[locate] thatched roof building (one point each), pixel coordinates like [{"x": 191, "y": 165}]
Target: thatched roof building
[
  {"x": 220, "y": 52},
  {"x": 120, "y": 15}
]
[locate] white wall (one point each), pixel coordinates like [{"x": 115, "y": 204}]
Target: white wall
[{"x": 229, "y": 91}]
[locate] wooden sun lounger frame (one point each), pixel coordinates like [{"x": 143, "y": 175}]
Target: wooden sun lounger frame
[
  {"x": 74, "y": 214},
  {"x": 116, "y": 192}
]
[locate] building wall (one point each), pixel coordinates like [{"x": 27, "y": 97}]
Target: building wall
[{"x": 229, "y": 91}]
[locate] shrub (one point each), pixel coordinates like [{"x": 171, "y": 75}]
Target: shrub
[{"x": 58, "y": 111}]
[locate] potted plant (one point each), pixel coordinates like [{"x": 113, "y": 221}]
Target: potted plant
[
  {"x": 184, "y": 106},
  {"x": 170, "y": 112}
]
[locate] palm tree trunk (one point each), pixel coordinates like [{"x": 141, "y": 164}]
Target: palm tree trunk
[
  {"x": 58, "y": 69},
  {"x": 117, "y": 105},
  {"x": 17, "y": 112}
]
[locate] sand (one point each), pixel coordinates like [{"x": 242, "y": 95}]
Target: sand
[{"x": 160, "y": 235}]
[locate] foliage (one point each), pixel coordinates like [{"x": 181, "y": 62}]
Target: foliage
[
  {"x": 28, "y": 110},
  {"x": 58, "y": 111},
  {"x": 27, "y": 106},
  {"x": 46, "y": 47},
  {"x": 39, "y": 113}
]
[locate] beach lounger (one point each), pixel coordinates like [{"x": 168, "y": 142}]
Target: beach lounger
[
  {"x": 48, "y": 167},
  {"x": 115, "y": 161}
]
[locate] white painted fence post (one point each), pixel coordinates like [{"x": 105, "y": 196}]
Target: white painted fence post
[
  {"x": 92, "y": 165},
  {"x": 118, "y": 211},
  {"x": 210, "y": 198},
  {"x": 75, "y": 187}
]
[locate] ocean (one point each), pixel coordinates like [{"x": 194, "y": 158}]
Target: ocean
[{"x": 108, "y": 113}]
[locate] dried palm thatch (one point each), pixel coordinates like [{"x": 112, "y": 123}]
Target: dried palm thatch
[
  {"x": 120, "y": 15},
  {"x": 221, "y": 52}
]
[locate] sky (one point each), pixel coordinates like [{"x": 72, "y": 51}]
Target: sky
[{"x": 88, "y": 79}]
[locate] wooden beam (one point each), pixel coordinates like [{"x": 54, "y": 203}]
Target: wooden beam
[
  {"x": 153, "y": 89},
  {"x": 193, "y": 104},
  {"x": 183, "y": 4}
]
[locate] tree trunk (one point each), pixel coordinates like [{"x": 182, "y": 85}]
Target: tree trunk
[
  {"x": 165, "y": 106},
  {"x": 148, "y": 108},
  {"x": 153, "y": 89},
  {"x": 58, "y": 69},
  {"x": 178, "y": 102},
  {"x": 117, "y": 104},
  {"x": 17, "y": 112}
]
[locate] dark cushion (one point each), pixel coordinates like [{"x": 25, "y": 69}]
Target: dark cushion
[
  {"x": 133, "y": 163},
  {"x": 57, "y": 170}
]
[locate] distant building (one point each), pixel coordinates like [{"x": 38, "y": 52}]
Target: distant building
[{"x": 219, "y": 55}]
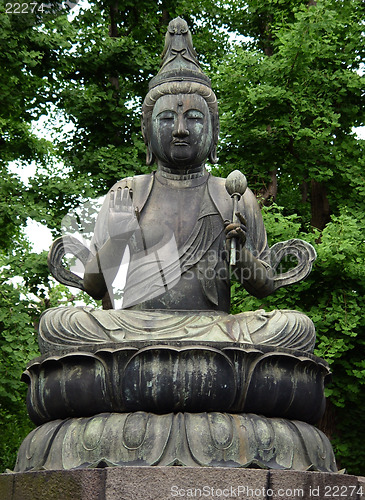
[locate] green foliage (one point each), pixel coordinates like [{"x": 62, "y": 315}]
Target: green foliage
[{"x": 333, "y": 297}]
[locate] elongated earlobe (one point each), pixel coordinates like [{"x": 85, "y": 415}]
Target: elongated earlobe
[{"x": 213, "y": 155}]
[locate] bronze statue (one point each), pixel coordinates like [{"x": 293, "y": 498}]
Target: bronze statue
[
  {"x": 175, "y": 223},
  {"x": 172, "y": 378}
]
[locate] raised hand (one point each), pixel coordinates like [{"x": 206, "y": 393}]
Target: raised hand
[{"x": 122, "y": 220}]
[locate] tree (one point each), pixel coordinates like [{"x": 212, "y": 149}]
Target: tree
[{"x": 291, "y": 95}]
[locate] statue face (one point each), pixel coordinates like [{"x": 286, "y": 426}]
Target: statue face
[{"x": 181, "y": 130}]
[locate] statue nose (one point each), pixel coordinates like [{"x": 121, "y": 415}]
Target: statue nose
[{"x": 180, "y": 129}]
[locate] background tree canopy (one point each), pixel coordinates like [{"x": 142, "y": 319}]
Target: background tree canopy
[{"x": 288, "y": 77}]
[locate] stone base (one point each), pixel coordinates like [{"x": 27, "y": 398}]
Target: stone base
[
  {"x": 186, "y": 439},
  {"x": 164, "y": 483}
]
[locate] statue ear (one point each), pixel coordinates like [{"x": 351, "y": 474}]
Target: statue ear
[
  {"x": 213, "y": 152},
  {"x": 213, "y": 155},
  {"x": 150, "y": 157}
]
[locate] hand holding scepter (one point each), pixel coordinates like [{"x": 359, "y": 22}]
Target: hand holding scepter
[{"x": 236, "y": 185}]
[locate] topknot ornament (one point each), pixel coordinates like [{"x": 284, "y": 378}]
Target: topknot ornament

§ EXERCISE DESCRIPTION
Nothing but the lines from the line containing "[locate] dark cushion" through the last line of the material may be output, and they must be copied exactly, without pictures.

§ WRITTEN SOLUTION
[locate] dark cushion (one point each), pixel coordinates like [{"x": 25, "y": 69}]
Target: dark cushion
[
  {"x": 133, "y": 163},
  {"x": 57, "y": 170}
]
[locate] distant building (one point each), pixel coordinates like [{"x": 38, "y": 52}]
Target: distant building
[{"x": 219, "y": 55}]
[locate] green foliage (one point each), pixel coordinates like [{"x": 62, "y": 315}]
Target: green foliage
[{"x": 333, "y": 297}]
[locate] elongated earlobe (one point each), pixel coordinates like [{"x": 85, "y": 415}]
Target: elongated earlobe
[{"x": 213, "y": 155}]
[locate] bronze statue (one point each), pixel coordinates like [{"x": 293, "y": 498}]
Target: bronze statue
[
  {"x": 175, "y": 223},
  {"x": 172, "y": 378}
]
[locate] raised hand (one point each), pixel coordinates like [{"x": 206, "y": 393}]
Target: raised hand
[{"x": 122, "y": 220}]
[locate] tree (one point each), pixel coordinates like [{"x": 212, "y": 149}]
Target: tree
[{"x": 291, "y": 95}]
[locate] statue face (one point each), pixel coordinates like [{"x": 286, "y": 426}]
Target: statue face
[{"x": 181, "y": 130}]
[locate] statue nose (one point each), pixel coordinates like [{"x": 121, "y": 415}]
Target: statue nose
[{"x": 180, "y": 129}]
[locate] background tree canopy (one point each), pixel coordinates like [{"x": 142, "y": 319}]
Target: background tree canopy
[{"x": 288, "y": 77}]
[locate] stone base (one point each), pixel coordinates like [{"x": 27, "y": 398}]
Target: stone base
[
  {"x": 186, "y": 439},
  {"x": 164, "y": 483}
]
[locate] statue ear (one point each), pixel coordinates like [{"x": 351, "y": 474}]
Target: statue ear
[
  {"x": 213, "y": 152},
  {"x": 213, "y": 155},
  {"x": 150, "y": 157}
]
[locate] hand holding scepter (one point each), pixel coordinates like [{"x": 359, "y": 22}]
Target: hand holding scepter
[{"x": 236, "y": 185}]
[locate] topknot ornament (one point each), pixel coordinates like [{"x": 284, "y": 378}]
Target: topknot ornament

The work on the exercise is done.